◆ Challenge ◆
Rewrite the lines between the one holding "I need to know whether any pickup" and the one holding "[67,142,77,160]", inclusive, putting "metal trim strip" wherever "chrome trim strip" appears and leaving everything else unchanged.

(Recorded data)

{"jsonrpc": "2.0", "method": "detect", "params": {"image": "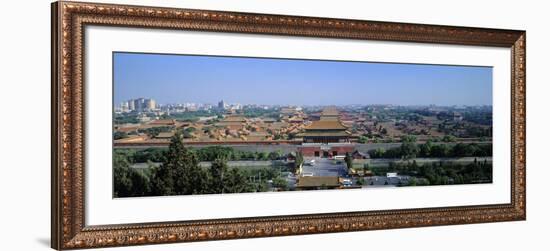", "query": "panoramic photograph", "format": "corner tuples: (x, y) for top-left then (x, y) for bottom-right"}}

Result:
(113, 52), (493, 198)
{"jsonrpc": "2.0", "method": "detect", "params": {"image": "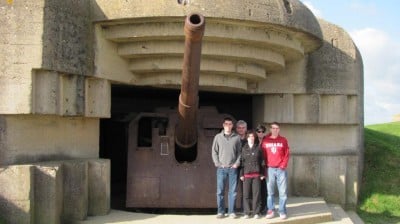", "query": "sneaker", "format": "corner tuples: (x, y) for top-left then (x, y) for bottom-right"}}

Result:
(229, 213), (237, 219)
(217, 213), (225, 219)
(265, 210), (274, 219)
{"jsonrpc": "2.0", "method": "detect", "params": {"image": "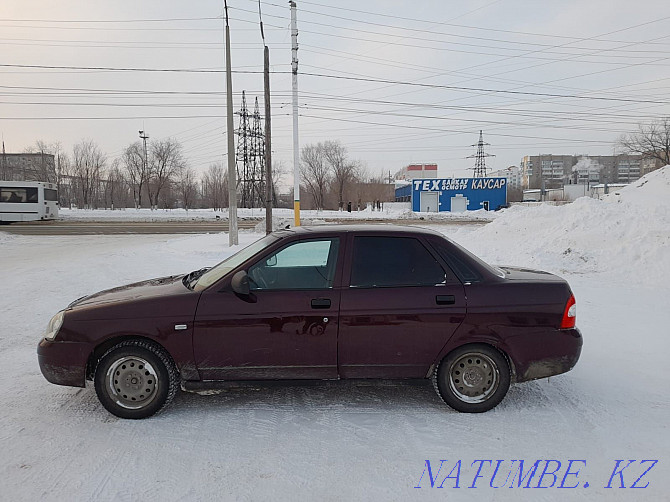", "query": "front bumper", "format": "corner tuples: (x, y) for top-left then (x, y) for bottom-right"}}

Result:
(37, 338), (90, 387)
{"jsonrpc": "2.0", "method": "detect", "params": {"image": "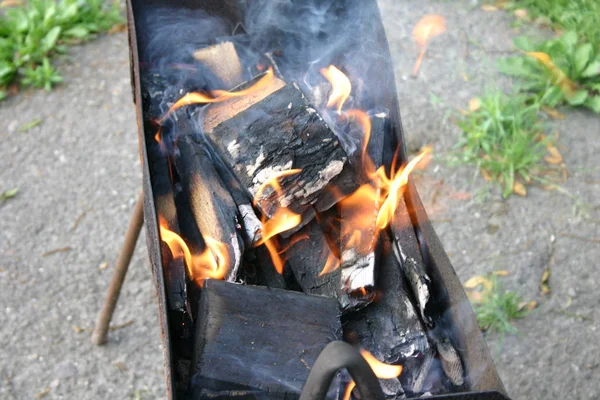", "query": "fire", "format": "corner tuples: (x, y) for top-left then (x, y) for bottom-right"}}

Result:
(319, 147), (431, 275)
(254, 169), (302, 274)
(377, 147), (431, 230)
(413, 15), (446, 76)
(159, 216), (229, 286)
(158, 68), (275, 124)
(344, 350), (402, 400)
(321, 65), (352, 114)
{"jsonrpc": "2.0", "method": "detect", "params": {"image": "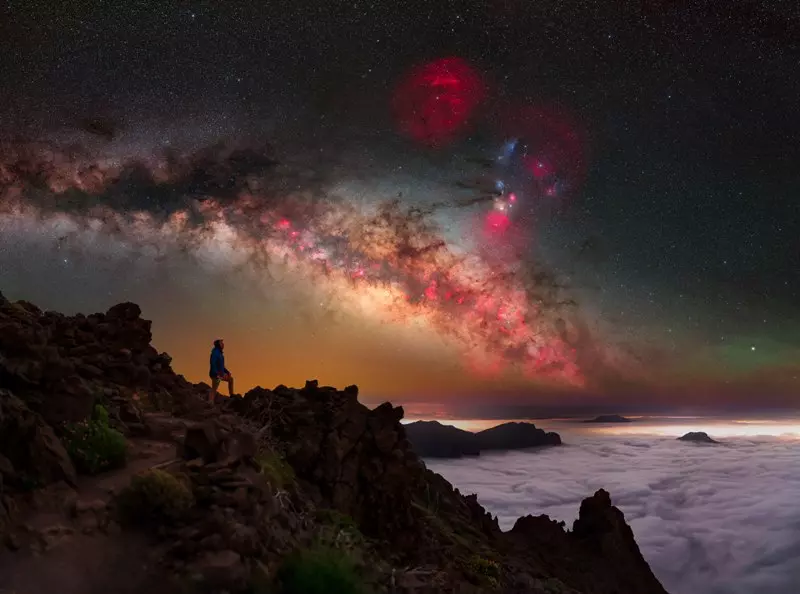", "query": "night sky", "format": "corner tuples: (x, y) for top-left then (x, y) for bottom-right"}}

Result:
(0, 0), (800, 414)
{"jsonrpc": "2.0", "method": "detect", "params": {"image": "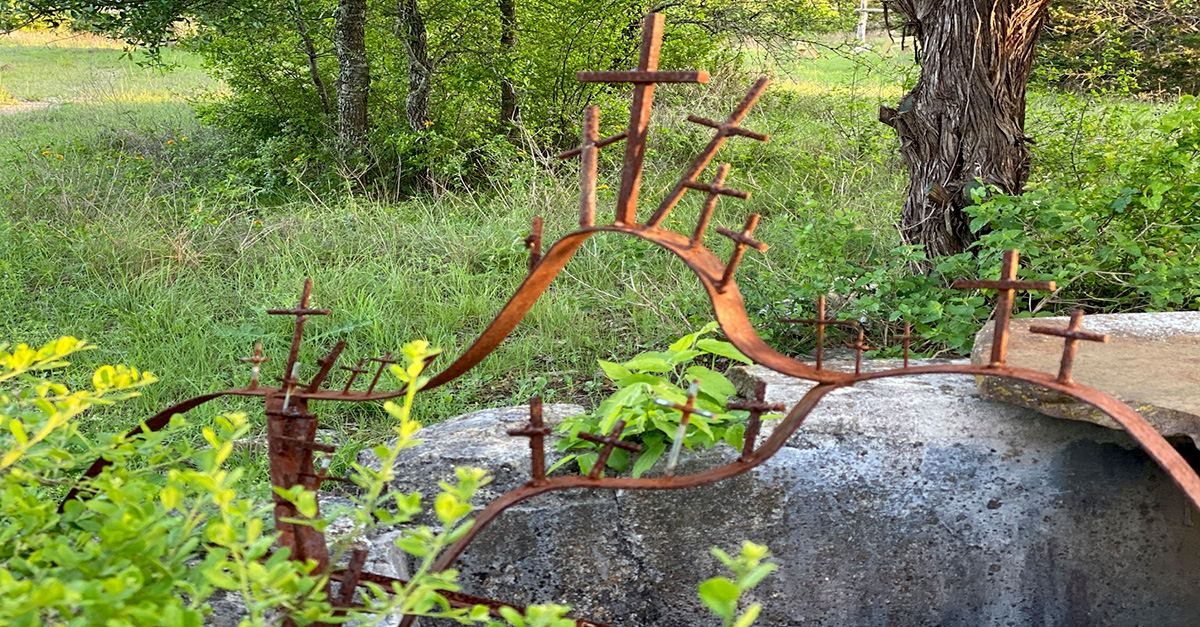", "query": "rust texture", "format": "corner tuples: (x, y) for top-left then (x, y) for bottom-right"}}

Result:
(64, 13), (1200, 627)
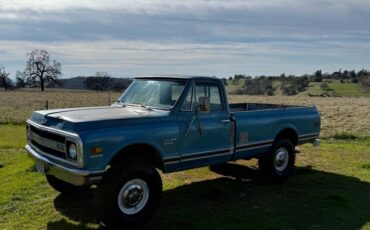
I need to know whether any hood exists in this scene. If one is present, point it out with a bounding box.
[31,106,170,130]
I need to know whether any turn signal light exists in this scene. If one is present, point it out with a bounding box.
[90,146,104,154]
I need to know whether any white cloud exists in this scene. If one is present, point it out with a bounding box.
[0,40,370,77]
[0,0,370,13]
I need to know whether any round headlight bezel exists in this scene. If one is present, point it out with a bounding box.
[67,142,78,160]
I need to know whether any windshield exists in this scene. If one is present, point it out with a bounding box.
[119,80,186,109]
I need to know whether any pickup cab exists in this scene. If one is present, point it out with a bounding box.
[26,76,320,226]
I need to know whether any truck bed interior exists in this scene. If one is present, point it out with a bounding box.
[230,103,302,112]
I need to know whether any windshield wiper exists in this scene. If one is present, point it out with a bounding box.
[114,100,127,107]
[139,102,153,111]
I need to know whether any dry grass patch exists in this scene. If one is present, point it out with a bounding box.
[230,95,370,137]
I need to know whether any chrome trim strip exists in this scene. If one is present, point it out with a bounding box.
[181,148,230,159]
[236,143,272,152]
[30,131,66,153]
[27,119,79,138]
[236,140,274,148]
[25,145,105,176]
[163,148,233,165]
[181,152,233,162]
[230,105,312,114]
[26,119,84,168]
[27,143,78,167]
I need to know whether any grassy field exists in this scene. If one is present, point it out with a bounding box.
[0,125,370,230]
[0,85,370,230]
[0,89,370,137]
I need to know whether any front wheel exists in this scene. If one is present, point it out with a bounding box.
[96,159,162,227]
[258,139,295,179]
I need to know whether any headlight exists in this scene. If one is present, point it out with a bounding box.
[67,142,77,160]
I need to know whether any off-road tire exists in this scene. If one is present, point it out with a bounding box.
[258,139,295,180]
[95,159,162,229]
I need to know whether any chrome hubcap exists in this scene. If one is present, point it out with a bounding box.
[274,147,289,172]
[118,179,149,215]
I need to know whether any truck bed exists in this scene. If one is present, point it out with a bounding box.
[230,103,303,112]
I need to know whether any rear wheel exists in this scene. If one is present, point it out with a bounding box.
[258,139,295,179]
[96,159,162,228]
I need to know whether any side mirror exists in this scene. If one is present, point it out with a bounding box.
[197,97,211,113]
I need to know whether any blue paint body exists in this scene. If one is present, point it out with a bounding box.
[29,77,320,176]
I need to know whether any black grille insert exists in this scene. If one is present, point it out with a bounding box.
[31,126,66,144]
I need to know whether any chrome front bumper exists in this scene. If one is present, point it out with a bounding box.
[25,144,105,186]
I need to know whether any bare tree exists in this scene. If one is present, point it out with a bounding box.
[0,66,10,90]
[24,49,62,91]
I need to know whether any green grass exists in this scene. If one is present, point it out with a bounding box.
[0,125,370,230]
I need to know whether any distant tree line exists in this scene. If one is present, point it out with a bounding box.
[0,49,132,92]
[84,72,132,92]
[230,69,370,96]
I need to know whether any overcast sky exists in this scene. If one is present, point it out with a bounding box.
[0,0,370,78]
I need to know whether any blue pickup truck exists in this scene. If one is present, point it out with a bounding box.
[26,76,320,226]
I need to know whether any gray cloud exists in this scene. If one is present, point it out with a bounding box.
[0,0,370,76]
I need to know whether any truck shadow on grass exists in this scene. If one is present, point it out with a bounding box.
[48,163,370,230]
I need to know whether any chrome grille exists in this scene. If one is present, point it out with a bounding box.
[27,126,67,159]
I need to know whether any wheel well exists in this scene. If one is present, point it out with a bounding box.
[275,129,298,146]
[109,144,164,171]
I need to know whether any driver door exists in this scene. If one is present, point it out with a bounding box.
[179,81,232,168]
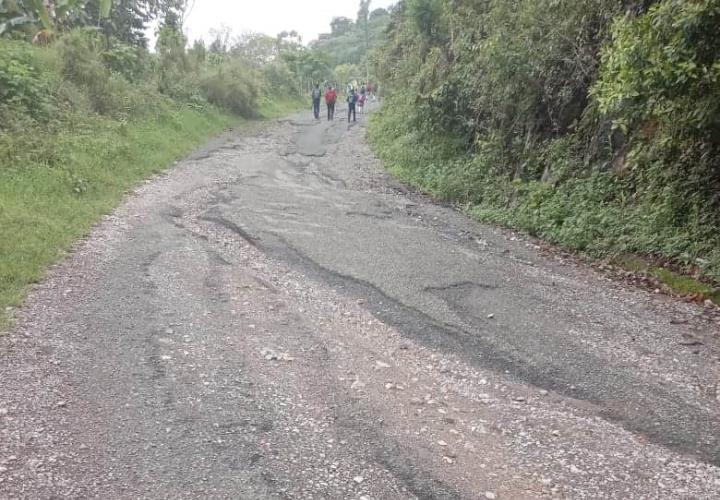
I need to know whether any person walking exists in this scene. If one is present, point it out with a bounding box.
[312,83,322,120]
[347,89,357,123]
[325,85,337,121]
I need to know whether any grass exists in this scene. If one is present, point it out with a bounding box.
[0,108,239,329]
[259,97,310,119]
[612,254,720,305]
[369,103,720,305]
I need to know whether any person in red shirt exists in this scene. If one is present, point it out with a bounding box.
[325,85,337,121]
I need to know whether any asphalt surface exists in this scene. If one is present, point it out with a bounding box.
[0,103,720,499]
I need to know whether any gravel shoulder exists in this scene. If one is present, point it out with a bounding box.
[0,107,720,500]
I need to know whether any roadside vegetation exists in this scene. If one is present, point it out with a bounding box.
[370,0,720,297]
[0,0,320,327]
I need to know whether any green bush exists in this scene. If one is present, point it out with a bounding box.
[0,40,53,119]
[200,61,258,118]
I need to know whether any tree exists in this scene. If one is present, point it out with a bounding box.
[330,17,354,36]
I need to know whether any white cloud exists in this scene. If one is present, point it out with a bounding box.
[180,0,396,43]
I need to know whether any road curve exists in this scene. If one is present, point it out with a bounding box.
[0,107,720,500]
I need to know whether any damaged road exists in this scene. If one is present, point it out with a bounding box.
[0,108,720,499]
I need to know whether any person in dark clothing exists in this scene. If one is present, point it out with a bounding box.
[312,84,322,120]
[325,85,337,121]
[347,89,357,123]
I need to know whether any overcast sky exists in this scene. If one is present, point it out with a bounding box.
[180,0,396,43]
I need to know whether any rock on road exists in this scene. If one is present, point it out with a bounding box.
[0,107,720,500]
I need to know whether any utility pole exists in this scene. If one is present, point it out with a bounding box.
[358,0,370,84]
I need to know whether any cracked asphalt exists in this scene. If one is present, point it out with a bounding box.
[0,104,720,500]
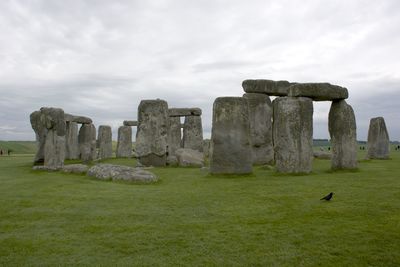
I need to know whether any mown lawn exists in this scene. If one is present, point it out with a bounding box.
[0,151,400,266]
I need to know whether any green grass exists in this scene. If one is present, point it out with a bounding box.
[0,151,400,266]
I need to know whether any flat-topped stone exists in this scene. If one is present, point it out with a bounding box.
[124,121,138,126]
[242,79,295,96]
[288,83,349,101]
[64,113,93,124]
[168,108,201,117]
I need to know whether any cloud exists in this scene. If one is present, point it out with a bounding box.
[0,0,400,140]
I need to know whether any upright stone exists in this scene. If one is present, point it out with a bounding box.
[65,121,79,159]
[116,126,132,158]
[136,99,169,166]
[182,116,203,152]
[168,117,182,163]
[97,125,112,159]
[243,93,274,164]
[210,97,252,174]
[273,97,313,173]
[78,124,96,162]
[329,100,357,170]
[367,117,390,159]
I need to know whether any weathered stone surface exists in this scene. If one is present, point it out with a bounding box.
[78,124,96,162]
[124,121,138,126]
[87,164,158,183]
[65,121,79,159]
[273,97,313,173]
[61,164,89,174]
[182,116,203,152]
[30,111,47,164]
[288,83,349,101]
[314,151,332,159]
[329,100,358,170]
[97,125,112,159]
[242,79,294,96]
[168,108,201,117]
[367,117,390,159]
[44,129,65,168]
[210,97,252,174]
[136,99,169,166]
[176,148,204,167]
[116,126,132,158]
[243,93,274,164]
[64,113,93,124]
[167,117,182,161]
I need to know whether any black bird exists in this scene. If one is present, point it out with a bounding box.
[321,192,333,201]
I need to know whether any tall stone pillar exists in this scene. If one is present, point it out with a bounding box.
[136,99,169,166]
[210,97,252,174]
[329,100,358,170]
[367,117,390,159]
[97,125,112,159]
[243,93,274,164]
[273,97,313,173]
[182,116,203,152]
[116,126,132,158]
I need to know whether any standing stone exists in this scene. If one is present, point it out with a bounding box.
[210,97,252,174]
[367,117,390,159]
[329,100,357,170]
[182,116,203,152]
[65,121,79,159]
[273,97,313,173]
[167,117,181,164]
[30,111,47,164]
[78,124,96,162]
[243,93,274,164]
[97,125,112,159]
[116,126,132,158]
[136,99,169,166]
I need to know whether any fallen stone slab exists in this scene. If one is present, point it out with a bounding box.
[61,164,89,174]
[175,148,204,167]
[64,113,93,124]
[242,79,295,96]
[288,83,349,101]
[168,108,201,117]
[87,164,158,183]
[124,121,138,126]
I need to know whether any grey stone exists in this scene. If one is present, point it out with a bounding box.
[176,148,204,167]
[136,99,169,166]
[116,126,132,158]
[273,97,313,173]
[65,121,79,159]
[210,97,252,174]
[78,124,96,162]
[61,164,89,174]
[243,93,274,165]
[182,116,203,152]
[288,83,349,101]
[124,121,138,126]
[329,100,358,170]
[167,117,182,164]
[168,108,201,117]
[87,164,158,183]
[64,113,93,124]
[242,79,294,96]
[367,117,390,159]
[97,125,112,159]
[314,151,332,159]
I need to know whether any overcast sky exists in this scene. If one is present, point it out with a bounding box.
[0,0,400,140]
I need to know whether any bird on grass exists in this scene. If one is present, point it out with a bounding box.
[321,192,333,201]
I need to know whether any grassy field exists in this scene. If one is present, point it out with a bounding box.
[0,151,400,266]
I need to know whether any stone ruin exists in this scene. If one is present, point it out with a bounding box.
[210,80,357,174]
[30,107,112,169]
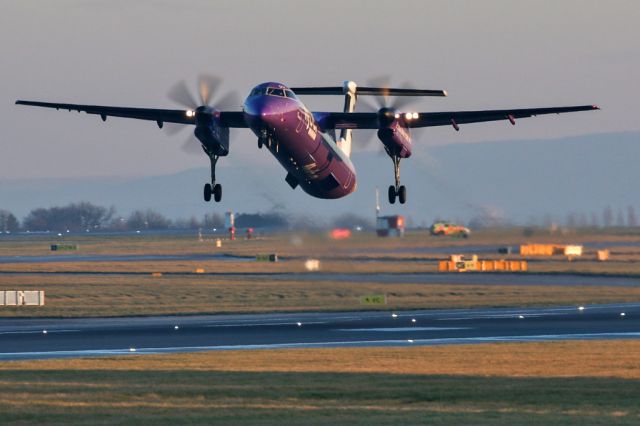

◆ The answer ◆
I need to know whether any pickup cab exists in this scene. If one is present, point it out with a bounding box.
[26,76,320,226]
I need to know whether any truck bed interior exists in this scene. If one is present, point it out with a bounding box.
[230,103,302,112]
I need to know whether any windshield wiper exists in this scene. If one is present, point it out with a bounding box.
[114,100,127,107]
[139,102,153,111]
I need to know whether any dry grass patch exists in this scene. If one is present, point it out with a bounding box.
[230,95,370,137]
I need to know whether any metal trim strip exists in this scene. If one is present, point it out with a bounding box.
[181,148,230,159]
[236,143,272,152]
[30,131,66,153]
[27,119,79,138]
[236,140,274,148]
[25,145,105,176]
[163,148,233,165]
[181,152,233,162]
[230,105,312,114]
[26,119,84,168]
[27,143,78,167]
I need to know whether any grassy field exists in this scene. If one is present, point it out with a bounding box.
[0,125,370,230]
[0,85,370,230]
[0,89,370,137]
I need to know whether any front wheel exists in this scene. If one is present, point it out with a bounding box.
[96,159,162,227]
[258,139,295,179]
I need to know whether any headlight exists in this scene. If one is present, point it out with a bounding box.
[67,142,77,160]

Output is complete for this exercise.